## EXTRAIT
***En ce qui concerne le climat, l'Union européenne (UE) est dans le bourbier : la réunion des ministres de l'environnement à Séville, vendredi 15 et samedi 16 janvier, a montré que, pour leur première réunion après la conférence sur le climat de Copenhague en décembre 2009, les responsables étaient incertains et hésitants.
Les ministres ont tenté de tirer un bilan de la participation décevante de l'Europe à Copenhague, qui s'est conclu par un accord non juridiquement contraignant et négocié de facto entre les Etats-Unis et les grands pays émergents du Basic (Brésil, Afrique du Sud, Inde, Chine).
Ce n'est pas à Séville mais devant le Parlement européen que Connie Hedegaard, la prochaine commissaire européenne chargée du climat, a exprimé, le 15 janvier, le sentiment général : "L'Europe a parlé avec beaucoup de voix différentes, à Copenhague, a-t-elle déploré. Parfois, nous étions incapables de négocier tellement nous passions de temps à discuter les uns avec les autres." D'aucuns soulignent cependant que Mme Hedegaard, qui présidait la conférence sur le climat, n'a pas peu contribué à cette cacophonie.
A Séville, les ministres ont surtout discuté de l'offre de réduction des émissions de gaz à effet de serre que pourrait faire l'Europe. Faut-il rester à l'objectif de réduction de 20 % en 2020, ou pousser à 30 %, pour tenter de débloquer les négociations dans la perspective de la réunion au Mexique, en décembre ? Ou rester à 20 %, en attendant que les autres grands pays riches - Etats-Unis et Japon - fassent preuve de plus d'allant ? Si la France, le Royaume-Uni et l'Allemagne et la Belgique plaident pour 30 %, l'Italie, la Pologne, la Hongrie et l'Autriche pèsent pour rester sur l'objectif de 20 %.
Conclusion de la discussion, résumée par le ministre belge Paul Magnette : "Un débat aura lieu en mars, sur la base d'une étude de comparabilité des offres des autres pays développés, sur la possibilité de porter cet effort à 30 %."

## ÉNONCÉ DU PROBLÈME
Répondez à ces questions sur l'extrait consacré à l'Europe et au climat :
1. Dans quelle ville les ministres de l'environnement se sont-ils réunis les 15 et 16 janvier ?
2. Quels pays plaident pour un objectif de réduction de 30 % ?
3. À quel moment doit avoir lieu le débat annoncé par Paul Magnette ?
Les données n'ont aucun rôle à jouer ici.

## LISTE DES DONNÉES
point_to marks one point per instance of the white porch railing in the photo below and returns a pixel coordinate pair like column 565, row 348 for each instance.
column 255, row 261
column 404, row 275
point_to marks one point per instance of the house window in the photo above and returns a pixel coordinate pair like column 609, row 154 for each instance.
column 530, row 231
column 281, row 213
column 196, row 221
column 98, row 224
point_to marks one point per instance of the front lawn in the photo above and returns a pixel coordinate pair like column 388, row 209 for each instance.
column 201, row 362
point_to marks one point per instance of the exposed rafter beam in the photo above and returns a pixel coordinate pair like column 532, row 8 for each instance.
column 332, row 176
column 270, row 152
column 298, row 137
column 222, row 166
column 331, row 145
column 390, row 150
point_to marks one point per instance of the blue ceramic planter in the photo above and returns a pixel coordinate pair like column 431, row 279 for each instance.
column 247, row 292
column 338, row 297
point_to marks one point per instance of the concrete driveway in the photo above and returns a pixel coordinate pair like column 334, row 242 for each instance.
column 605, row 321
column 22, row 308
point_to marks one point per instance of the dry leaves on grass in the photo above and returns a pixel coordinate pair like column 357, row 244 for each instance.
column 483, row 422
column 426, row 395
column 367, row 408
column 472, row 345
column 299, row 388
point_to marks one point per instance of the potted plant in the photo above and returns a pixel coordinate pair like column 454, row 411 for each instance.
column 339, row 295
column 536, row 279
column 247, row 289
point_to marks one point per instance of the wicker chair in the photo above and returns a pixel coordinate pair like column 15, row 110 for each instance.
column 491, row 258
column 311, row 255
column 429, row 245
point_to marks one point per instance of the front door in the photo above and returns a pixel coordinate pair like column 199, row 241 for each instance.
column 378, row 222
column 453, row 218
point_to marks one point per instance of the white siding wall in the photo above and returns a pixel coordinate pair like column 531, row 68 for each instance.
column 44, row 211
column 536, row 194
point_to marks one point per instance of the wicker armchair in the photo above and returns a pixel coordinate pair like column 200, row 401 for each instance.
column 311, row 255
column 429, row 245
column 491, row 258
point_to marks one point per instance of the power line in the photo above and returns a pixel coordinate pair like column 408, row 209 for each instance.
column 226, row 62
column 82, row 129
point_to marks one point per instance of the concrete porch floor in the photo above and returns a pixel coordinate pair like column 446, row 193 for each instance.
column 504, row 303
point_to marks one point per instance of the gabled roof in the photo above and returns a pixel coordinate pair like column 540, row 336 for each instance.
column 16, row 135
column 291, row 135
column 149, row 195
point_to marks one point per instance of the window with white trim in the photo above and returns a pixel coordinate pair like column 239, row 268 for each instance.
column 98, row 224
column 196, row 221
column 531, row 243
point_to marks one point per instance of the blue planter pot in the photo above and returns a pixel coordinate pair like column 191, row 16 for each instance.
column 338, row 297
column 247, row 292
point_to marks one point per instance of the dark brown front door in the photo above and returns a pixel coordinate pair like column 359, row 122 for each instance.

## RÉSULTAT OBTENU
1. À Séville.
2. La France, le Royaume-Uni, l'Allemagne et la Belgique.
3. En mars.